Challenge =
Convert every one of the records below into a numbered list, leaving out any blank lines.

Exercise materials =

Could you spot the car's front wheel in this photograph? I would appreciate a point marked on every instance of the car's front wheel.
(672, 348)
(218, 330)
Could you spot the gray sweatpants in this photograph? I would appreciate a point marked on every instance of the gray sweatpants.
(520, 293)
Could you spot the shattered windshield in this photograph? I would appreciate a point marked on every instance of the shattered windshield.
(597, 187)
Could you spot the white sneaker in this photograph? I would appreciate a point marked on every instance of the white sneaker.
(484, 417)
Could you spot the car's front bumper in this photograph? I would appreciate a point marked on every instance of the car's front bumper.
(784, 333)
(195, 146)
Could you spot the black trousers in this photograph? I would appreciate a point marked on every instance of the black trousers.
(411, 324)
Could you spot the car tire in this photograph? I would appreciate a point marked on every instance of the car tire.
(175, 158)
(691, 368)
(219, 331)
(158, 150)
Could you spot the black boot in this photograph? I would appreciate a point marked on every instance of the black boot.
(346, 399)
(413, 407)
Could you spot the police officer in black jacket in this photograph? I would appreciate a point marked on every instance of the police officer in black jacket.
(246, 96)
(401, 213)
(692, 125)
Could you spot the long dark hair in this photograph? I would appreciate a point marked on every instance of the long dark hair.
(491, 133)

Exercise answer =
1. Could you spot the car's front wheel in this photograph? I would appreciate a point marked on every instance of the car's front wheel.
2. (672, 348)
3. (218, 330)
4. Could you spot the gray sweatpants in this photograph? I would appreciate a point marked on every instance of the gray sweatpants.
5. (520, 293)
6. Could you spot the shattered windshield in this photograph? I would appreciate a point marked on every instance of the shattered windshield.
7. (597, 187)
8. Could you spot the white sneaker in this photograph? I would appreciate a point marked on every instance of the white sneaker.
9. (484, 417)
10. Could you spot the car's front bumper in this photograph? I would appreciate a point marked on every instance of the car's front bumper.
11. (784, 333)
12. (195, 146)
13. Could you spot the black trousers in this photograph? I would appreciate a point marked on every instance of the black trousers.
14. (411, 324)
15. Could you spot the car tire in this photograph? I would appreciate a point marked on every instance of the car tire.
16. (175, 158)
17. (691, 368)
18. (219, 331)
19. (158, 150)
20. Could you spot the black boot in this photograph? I would appreciate a point marked on every instance of the black boot.
21. (346, 399)
22. (413, 407)
23. Could you spot the police officer in black jacket in this photograph? I would appreciate a point marked on every instance of the police officer in black jacket.
24. (246, 96)
25. (401, 213)
26. (692, 125)
27. Could you spot the long dark hair in this photograph? I would appreciate a point marked on every instance of the long dark hair.
28. (491, 133)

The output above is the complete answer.